## Instructions to follow
Pull out every row below that contains the string "ceiling", and copy each of those rows in full.

## Extracted entries
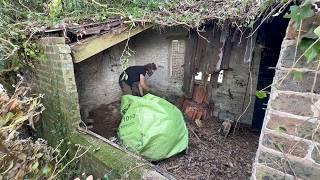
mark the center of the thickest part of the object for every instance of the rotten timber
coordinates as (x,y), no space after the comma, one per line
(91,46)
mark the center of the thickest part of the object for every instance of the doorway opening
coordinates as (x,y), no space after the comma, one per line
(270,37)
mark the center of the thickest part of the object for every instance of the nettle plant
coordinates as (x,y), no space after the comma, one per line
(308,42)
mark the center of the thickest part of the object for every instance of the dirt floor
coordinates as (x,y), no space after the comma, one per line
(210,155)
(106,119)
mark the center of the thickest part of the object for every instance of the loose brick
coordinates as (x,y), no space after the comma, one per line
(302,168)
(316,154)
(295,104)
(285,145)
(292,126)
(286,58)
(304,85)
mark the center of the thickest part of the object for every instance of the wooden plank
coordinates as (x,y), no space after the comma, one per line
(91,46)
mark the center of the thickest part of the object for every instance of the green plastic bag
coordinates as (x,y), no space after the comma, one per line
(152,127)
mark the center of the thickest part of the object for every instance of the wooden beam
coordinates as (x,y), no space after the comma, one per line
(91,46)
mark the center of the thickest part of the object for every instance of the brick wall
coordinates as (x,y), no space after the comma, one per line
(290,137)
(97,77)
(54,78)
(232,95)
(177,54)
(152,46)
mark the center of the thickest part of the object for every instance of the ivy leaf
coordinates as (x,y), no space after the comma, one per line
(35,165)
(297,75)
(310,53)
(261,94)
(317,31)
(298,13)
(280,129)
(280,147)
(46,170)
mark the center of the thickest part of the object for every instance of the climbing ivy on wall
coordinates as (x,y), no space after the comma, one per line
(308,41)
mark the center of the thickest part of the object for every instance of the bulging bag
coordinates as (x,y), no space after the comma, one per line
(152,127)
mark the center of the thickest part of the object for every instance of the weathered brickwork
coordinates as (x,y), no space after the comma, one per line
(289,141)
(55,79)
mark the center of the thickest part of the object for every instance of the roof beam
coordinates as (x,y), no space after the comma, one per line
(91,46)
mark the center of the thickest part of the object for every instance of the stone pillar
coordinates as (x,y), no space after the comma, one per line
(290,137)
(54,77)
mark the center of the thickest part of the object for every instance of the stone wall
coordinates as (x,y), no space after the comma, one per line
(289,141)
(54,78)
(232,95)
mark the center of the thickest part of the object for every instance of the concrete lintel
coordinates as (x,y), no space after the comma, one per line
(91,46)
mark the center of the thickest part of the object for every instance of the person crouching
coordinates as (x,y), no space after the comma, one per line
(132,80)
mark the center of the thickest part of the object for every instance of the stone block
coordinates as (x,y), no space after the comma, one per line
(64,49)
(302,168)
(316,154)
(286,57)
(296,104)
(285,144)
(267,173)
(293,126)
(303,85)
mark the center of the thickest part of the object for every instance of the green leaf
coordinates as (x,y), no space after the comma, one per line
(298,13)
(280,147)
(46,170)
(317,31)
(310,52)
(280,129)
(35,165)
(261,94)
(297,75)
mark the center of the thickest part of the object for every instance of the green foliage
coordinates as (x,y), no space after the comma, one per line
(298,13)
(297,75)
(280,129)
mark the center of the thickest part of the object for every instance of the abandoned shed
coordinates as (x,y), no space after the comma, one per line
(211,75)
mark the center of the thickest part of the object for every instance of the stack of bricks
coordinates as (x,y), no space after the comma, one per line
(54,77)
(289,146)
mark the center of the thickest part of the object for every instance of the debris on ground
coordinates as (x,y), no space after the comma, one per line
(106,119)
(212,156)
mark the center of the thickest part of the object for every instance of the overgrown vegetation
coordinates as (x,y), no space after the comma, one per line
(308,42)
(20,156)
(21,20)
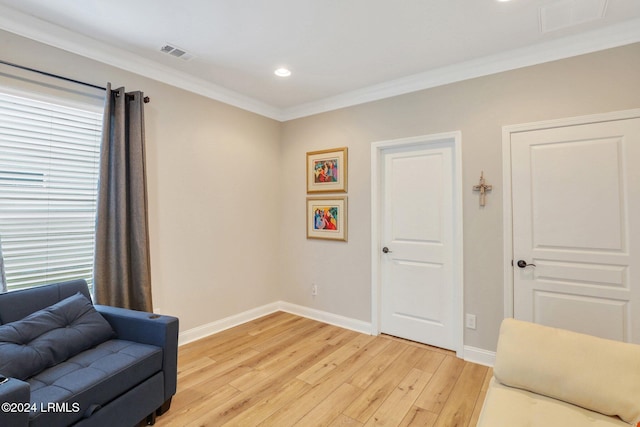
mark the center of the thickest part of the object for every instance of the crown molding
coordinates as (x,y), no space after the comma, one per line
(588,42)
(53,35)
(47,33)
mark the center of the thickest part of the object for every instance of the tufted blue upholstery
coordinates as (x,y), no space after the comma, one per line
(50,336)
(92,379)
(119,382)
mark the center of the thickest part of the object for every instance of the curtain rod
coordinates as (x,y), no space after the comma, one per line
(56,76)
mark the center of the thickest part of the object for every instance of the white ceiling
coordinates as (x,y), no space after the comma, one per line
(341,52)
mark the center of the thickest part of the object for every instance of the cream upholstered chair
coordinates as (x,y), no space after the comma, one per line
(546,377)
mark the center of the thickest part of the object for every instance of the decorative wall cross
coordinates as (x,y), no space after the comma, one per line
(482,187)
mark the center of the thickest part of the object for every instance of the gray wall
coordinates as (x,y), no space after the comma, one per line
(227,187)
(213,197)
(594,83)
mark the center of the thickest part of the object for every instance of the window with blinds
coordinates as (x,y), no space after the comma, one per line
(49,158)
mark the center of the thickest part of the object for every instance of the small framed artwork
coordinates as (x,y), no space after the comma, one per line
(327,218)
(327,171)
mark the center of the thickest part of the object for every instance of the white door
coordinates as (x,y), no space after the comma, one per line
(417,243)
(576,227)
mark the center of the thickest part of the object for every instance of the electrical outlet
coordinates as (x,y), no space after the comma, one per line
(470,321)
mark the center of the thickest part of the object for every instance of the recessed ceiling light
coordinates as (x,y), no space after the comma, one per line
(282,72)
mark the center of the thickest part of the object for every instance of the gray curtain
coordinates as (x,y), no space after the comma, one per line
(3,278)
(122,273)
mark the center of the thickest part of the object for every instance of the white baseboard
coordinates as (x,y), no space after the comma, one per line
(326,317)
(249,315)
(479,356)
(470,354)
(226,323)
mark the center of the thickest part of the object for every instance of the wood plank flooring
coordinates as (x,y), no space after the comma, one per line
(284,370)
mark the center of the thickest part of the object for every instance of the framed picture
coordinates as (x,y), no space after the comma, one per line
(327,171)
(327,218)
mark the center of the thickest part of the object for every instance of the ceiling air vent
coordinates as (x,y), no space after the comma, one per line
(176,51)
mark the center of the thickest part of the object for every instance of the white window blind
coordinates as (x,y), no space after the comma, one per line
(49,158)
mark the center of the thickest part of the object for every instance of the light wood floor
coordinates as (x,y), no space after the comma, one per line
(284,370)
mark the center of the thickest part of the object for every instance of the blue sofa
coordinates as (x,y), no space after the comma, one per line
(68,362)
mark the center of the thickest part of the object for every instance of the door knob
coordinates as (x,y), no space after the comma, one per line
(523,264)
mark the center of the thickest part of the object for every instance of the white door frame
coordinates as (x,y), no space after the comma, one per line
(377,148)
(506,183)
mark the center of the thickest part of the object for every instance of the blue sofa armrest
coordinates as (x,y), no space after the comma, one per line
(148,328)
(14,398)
==
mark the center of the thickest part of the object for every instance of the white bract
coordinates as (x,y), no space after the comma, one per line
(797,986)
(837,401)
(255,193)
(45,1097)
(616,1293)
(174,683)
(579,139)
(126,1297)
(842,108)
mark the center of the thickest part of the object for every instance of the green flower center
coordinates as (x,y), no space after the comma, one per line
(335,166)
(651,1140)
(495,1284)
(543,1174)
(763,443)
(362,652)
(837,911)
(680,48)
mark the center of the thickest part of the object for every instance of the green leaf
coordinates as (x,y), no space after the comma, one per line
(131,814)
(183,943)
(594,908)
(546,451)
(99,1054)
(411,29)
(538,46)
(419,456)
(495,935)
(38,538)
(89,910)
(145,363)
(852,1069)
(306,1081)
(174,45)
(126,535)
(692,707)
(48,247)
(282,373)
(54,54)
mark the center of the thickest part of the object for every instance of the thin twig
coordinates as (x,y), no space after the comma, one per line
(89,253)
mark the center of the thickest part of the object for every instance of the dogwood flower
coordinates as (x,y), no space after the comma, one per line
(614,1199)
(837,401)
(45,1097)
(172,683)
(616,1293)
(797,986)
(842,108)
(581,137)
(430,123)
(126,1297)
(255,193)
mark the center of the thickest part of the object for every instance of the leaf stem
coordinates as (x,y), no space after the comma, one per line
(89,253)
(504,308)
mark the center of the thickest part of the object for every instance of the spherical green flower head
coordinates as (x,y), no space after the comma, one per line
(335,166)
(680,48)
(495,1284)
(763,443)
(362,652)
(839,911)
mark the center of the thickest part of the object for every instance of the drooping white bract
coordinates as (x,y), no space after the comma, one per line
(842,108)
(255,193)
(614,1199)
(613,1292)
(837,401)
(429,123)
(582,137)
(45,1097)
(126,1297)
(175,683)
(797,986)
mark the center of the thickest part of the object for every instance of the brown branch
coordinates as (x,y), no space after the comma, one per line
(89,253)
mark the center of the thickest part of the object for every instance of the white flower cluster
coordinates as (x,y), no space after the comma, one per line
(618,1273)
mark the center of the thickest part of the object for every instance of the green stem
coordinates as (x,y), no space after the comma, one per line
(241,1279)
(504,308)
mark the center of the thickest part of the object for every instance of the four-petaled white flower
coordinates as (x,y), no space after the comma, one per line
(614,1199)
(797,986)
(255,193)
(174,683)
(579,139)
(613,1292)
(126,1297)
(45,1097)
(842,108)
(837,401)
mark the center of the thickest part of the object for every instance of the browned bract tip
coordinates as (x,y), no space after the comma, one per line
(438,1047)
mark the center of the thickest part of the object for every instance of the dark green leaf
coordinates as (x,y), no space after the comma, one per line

## Answer to the task
mark the center of the thickest part of the object for every instance of the white ceiling
mark the center of the thickest part of the object for every instance of the recessed ceiling light
mark the center of the thickest part of the object for every instance of the ceiling air vent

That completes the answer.